=== Information shown ===
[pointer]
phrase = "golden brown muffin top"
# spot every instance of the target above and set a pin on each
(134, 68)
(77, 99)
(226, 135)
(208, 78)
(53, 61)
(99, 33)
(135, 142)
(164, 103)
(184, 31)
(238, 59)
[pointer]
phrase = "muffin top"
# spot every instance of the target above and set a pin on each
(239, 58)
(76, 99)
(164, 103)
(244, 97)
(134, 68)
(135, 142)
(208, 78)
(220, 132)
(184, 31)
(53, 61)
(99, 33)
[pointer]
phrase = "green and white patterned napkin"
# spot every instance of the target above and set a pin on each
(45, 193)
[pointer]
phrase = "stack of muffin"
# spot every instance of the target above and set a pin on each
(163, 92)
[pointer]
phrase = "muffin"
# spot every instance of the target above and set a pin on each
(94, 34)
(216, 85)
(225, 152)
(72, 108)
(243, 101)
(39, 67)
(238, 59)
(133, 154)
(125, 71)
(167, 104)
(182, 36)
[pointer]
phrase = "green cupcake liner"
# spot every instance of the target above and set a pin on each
===
◆ Your objective
Turn all of the records above into a Markdown table with the columns Row and Line. Give each line its own numbered row and leave out blank lines.

◆ The answer
| Row | Line |
|---|---|
| 1 | [pointer] |
| 2 | phrase = "golden brown muffin top" |
| 3 | # spot every instance of the target above and set a pin on each |
| 4 | (134, 68) |
| 5 | (77, 99) |
| 6 | (226, 135) |
| 7 | (208, 78) |
| 8 | (53, 61) |
| 9 | (99, 33) |
| 10 | (135, 142) |
| 11 | (164, 103) |
| 12 | (184, 31) |
| 13 | (238, 59) |
| 14 | [pointer] |
| 15 | phrase = "muffin top" |
| 16 | # spot every instance of the target above and set a pin on each |
| 17 | (239, 58) |
| 18 | (76, 99) |
| 19 | (164, 103) |
| 20 | (244, 97) |
| 21 | (134, 68) |
| 22 | (135, 142) |
| 23 | (208, 78) |
| 24 | (220, 132) |
| 25 | (184, 31) |
| 26 | (53, 61) |
| 27 | (99, 33) |
| 28 | [pointer] |
| 29 | phrase = "green and white patterned napkin" |
| 30 | # spot every instance of the target above and set a pin on each |
| 31 | (45, 193) |
| 32 | [pointer] |
| 33 | phrase = "stack of muffin" |
| 34 | # spot every instance of the target above and set a pin on each |
| 35 | (163, 92) |
| 36 | [pointer] |
| 37 | phrase = "muffin" |
| 38 | # spot every instance of the target above and set a pin on each |
| 39 | (94, 34) |
| 40 | (216, 85) |
| 41 | (225, 152) |
| 42 | (72, 108) |
| 43 | (243, 101) |
| 44 | (39, 67) |
| 45 | (238, 59) |
| 46 | (133, 154) |
| 47 | (125, 71) |
| 48 | (167, 104) |
| 49 | (182, 36) |
| 50 | [pointer] |
| 51 | phrase = "green cupcake liner" |
| 52 | # spot every instance of the target above and set a pin on each |